## Set exercise
Repeat the following lines exactly and nothing else: the line containing "If you could locate the tall" and each line after it through the end of the listing.

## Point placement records
## Start

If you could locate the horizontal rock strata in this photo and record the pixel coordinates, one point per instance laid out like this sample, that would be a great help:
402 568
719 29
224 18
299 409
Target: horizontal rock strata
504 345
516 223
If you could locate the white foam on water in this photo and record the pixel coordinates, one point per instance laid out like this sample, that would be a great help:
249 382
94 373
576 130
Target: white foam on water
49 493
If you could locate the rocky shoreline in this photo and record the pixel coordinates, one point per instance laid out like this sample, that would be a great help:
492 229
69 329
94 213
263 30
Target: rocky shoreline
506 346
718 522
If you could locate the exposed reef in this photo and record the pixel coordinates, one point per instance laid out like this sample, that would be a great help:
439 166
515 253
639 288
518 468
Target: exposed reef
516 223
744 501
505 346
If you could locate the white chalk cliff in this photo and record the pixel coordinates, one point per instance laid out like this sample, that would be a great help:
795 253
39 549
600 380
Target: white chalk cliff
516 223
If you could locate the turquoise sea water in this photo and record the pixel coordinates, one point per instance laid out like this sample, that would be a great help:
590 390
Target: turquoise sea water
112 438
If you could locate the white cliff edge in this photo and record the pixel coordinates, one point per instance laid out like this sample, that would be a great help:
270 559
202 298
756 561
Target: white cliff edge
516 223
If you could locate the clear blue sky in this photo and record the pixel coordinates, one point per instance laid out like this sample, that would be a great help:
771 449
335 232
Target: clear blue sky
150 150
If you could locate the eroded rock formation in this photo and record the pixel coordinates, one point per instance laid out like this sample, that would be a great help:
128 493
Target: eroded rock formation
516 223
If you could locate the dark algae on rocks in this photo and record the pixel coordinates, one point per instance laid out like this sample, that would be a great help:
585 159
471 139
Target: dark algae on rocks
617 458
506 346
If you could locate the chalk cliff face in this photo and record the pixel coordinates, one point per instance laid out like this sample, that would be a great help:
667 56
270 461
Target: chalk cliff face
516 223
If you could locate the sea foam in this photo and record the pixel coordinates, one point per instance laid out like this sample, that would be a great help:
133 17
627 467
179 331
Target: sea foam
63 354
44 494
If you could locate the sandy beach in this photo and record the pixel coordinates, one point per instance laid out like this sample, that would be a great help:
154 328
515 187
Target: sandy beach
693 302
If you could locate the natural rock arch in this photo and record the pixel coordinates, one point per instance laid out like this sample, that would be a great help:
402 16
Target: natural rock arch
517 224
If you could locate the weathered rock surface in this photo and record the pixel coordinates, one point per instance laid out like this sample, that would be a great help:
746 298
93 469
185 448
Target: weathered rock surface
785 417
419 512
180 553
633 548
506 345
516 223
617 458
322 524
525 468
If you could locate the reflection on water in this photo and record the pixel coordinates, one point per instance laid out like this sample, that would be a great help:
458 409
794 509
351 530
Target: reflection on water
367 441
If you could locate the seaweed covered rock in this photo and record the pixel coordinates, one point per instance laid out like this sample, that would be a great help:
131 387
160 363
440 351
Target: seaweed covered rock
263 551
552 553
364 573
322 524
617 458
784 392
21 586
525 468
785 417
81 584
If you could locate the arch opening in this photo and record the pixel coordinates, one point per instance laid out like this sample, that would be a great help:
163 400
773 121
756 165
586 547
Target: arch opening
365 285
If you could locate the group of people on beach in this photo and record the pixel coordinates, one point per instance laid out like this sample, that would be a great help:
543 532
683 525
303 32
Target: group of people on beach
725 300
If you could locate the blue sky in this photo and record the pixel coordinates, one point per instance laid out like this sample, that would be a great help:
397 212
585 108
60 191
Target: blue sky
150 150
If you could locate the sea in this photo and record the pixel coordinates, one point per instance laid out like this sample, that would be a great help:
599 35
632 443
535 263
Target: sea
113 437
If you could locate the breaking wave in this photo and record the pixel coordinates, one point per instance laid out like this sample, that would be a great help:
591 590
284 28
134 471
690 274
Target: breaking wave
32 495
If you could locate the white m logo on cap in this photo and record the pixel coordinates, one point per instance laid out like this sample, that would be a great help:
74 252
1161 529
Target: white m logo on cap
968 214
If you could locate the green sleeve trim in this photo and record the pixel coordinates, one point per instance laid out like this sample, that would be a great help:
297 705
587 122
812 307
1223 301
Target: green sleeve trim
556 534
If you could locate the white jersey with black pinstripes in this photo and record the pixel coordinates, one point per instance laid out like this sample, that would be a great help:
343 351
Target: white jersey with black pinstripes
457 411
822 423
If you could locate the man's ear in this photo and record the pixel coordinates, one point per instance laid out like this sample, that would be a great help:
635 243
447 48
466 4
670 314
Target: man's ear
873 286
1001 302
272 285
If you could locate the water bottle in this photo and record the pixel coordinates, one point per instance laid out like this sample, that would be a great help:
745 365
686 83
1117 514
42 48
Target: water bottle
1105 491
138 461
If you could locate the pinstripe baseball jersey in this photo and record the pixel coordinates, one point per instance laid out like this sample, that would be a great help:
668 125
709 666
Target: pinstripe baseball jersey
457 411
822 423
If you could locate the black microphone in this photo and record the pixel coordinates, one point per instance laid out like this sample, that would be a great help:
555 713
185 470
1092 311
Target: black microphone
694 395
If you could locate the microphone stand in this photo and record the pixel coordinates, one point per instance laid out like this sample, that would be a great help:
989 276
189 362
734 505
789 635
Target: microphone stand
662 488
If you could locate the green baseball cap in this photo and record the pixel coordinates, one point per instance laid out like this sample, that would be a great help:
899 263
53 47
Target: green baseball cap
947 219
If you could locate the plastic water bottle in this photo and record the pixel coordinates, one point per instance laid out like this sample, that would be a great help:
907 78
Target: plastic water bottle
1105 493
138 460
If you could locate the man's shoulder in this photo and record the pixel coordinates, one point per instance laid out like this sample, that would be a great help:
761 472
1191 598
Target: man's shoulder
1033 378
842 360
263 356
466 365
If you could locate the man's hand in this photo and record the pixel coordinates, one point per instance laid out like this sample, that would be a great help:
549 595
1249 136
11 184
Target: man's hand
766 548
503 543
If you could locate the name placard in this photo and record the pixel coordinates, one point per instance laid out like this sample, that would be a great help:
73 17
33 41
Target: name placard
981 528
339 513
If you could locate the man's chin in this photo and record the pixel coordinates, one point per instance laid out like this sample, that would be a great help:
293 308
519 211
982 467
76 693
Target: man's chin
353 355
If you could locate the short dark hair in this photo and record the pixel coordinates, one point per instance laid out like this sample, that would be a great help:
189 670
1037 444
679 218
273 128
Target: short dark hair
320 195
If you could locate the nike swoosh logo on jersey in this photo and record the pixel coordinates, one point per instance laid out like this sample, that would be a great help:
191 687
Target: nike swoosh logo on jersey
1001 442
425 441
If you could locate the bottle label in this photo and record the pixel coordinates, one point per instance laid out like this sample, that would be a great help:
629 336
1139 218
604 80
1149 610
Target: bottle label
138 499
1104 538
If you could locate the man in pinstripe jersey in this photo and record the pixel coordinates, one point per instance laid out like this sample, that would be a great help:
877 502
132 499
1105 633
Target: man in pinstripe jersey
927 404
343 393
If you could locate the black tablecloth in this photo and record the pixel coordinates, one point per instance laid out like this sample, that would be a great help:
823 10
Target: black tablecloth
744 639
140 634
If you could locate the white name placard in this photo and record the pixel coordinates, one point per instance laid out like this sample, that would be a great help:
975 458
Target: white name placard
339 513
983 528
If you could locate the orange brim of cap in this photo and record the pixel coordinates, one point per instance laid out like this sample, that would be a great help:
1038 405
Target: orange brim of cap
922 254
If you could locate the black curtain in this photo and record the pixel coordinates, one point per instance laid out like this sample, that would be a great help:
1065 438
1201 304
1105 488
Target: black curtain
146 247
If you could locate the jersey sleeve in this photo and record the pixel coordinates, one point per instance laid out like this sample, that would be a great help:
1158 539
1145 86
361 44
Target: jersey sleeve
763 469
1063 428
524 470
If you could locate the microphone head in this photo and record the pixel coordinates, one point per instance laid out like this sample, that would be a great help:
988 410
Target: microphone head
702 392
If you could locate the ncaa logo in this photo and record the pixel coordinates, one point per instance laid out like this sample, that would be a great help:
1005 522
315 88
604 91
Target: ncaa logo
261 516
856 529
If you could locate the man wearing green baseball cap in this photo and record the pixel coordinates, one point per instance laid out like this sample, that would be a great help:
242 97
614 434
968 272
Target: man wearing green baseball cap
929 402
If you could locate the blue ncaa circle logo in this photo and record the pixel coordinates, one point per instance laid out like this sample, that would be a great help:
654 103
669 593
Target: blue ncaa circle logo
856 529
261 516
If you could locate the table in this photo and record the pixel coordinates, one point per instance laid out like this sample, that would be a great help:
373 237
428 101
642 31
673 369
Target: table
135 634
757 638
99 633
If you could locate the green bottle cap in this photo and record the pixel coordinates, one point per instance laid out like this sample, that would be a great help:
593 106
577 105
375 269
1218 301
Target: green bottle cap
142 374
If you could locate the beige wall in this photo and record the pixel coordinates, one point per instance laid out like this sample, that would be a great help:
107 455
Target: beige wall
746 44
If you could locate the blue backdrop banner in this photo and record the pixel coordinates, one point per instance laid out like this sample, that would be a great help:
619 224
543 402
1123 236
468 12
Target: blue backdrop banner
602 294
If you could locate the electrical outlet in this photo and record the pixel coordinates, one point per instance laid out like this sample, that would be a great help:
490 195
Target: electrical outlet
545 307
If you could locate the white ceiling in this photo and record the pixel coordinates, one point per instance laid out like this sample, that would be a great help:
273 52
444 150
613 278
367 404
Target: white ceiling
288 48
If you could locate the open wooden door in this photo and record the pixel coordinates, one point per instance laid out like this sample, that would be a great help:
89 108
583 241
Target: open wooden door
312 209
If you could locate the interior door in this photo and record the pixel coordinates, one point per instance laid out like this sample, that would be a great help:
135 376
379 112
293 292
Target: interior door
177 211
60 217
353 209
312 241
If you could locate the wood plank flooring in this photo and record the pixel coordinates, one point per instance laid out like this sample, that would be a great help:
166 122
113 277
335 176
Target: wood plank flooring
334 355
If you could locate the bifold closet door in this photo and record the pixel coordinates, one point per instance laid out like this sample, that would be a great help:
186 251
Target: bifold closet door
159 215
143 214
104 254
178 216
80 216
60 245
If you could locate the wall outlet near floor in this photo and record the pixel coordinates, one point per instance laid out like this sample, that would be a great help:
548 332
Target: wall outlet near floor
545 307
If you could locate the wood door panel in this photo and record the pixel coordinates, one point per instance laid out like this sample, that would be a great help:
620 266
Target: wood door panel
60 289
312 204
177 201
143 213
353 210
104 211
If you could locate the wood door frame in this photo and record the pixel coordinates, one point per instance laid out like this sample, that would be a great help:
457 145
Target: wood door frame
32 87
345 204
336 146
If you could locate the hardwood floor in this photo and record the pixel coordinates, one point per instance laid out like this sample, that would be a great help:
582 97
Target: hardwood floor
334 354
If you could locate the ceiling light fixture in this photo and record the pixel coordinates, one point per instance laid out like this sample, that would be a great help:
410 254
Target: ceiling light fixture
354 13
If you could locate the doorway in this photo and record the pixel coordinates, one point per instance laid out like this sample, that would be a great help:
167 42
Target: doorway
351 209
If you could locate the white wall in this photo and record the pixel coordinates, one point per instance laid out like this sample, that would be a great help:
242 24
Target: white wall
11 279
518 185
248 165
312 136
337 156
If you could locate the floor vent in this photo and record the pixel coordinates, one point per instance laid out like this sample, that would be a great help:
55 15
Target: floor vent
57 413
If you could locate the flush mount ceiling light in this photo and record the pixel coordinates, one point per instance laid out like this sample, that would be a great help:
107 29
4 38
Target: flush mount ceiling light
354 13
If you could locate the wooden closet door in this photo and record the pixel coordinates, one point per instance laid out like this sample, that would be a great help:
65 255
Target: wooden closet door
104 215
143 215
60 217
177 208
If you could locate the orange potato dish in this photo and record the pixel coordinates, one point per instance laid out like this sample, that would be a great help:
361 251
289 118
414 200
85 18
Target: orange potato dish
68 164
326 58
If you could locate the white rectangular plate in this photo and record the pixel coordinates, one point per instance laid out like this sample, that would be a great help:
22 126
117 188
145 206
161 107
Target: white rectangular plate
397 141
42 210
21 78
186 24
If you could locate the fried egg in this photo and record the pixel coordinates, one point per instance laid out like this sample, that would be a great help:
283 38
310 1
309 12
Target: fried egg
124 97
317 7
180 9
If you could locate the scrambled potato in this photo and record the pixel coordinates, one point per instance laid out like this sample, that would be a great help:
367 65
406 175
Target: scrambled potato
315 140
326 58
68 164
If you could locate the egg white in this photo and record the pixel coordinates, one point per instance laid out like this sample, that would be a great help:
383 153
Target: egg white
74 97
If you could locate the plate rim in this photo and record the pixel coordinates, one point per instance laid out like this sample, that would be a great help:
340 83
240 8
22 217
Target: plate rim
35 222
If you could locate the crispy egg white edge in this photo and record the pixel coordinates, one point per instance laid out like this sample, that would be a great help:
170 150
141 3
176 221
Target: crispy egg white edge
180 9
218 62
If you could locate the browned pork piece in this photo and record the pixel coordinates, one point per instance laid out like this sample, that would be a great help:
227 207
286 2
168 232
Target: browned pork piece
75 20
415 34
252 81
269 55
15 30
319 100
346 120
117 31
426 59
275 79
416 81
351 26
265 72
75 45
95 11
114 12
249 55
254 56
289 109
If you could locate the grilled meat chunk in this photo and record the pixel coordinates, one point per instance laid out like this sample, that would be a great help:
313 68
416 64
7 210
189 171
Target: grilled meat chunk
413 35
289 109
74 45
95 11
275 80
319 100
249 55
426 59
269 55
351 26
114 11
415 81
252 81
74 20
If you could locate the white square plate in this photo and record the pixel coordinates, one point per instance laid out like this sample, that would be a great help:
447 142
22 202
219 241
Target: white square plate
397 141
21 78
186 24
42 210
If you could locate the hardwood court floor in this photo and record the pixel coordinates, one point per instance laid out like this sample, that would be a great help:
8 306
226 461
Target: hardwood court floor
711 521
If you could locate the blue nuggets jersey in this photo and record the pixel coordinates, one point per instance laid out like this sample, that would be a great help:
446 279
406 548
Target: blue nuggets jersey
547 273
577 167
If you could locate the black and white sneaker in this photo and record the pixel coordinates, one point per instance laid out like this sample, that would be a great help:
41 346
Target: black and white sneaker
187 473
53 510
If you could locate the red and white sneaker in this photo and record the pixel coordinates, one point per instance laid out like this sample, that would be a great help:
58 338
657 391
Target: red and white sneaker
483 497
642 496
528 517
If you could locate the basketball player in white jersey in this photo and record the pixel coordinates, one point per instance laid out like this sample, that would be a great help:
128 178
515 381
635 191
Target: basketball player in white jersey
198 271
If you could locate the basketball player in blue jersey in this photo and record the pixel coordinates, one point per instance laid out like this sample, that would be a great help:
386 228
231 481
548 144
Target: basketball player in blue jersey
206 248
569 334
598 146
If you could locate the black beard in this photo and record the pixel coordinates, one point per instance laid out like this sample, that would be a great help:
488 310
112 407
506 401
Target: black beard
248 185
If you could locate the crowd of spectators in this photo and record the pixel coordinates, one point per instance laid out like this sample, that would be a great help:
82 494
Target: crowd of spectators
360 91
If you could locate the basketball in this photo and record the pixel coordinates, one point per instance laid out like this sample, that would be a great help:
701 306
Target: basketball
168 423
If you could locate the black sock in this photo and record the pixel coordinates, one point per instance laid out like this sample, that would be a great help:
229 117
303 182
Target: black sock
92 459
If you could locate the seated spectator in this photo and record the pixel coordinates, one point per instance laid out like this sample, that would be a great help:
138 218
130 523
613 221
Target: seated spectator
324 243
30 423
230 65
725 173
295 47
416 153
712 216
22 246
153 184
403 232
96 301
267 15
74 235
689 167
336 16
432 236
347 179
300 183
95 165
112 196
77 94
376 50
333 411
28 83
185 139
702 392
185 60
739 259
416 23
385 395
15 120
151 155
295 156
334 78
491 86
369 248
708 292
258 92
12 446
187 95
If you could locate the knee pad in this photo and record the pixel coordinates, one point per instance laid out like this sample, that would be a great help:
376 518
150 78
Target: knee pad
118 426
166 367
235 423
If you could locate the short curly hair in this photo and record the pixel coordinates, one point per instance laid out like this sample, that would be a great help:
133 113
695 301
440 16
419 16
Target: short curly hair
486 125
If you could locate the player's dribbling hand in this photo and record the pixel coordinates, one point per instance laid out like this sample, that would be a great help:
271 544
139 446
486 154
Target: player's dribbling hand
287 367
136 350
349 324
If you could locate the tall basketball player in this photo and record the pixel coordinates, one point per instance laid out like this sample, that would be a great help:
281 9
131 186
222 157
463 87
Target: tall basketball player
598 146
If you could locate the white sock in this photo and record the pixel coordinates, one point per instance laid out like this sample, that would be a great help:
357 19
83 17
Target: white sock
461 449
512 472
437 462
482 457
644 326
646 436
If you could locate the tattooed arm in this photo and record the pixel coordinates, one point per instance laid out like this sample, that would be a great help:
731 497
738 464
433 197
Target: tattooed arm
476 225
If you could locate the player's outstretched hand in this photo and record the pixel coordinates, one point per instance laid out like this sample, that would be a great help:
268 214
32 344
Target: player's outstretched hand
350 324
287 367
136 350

## End

## Right answer
If you could locate the tall basketball player in this photo and record the pixel coordinates, one point per instance laid out like this sample, that would be a great help:
281 9
131 186
222 157
463 87
Target: tall basketball player
598 146
If you could locate the white sock in this photo and record the pixel coordinates, one point per instance laid out like this sample, that would be a great help:
357 19
83 17
Target: white sock
461 449
512 472
437 462
482 457
644 326
646 436
If you could locate the tattooed arm in this photo and record the pixel coordinates, one point per instance laid out like this sample, that would be a great help:
731 497
738 464
433 197
Target: tattooed arm
476 225
If you could locate the player's outstretched hand in this photo and record the pixel coordinates, one point per instance laid out like this sample, that would be a great help:
268 214
32 344
Target: player's outstretched hand
350 324
287 367
136 350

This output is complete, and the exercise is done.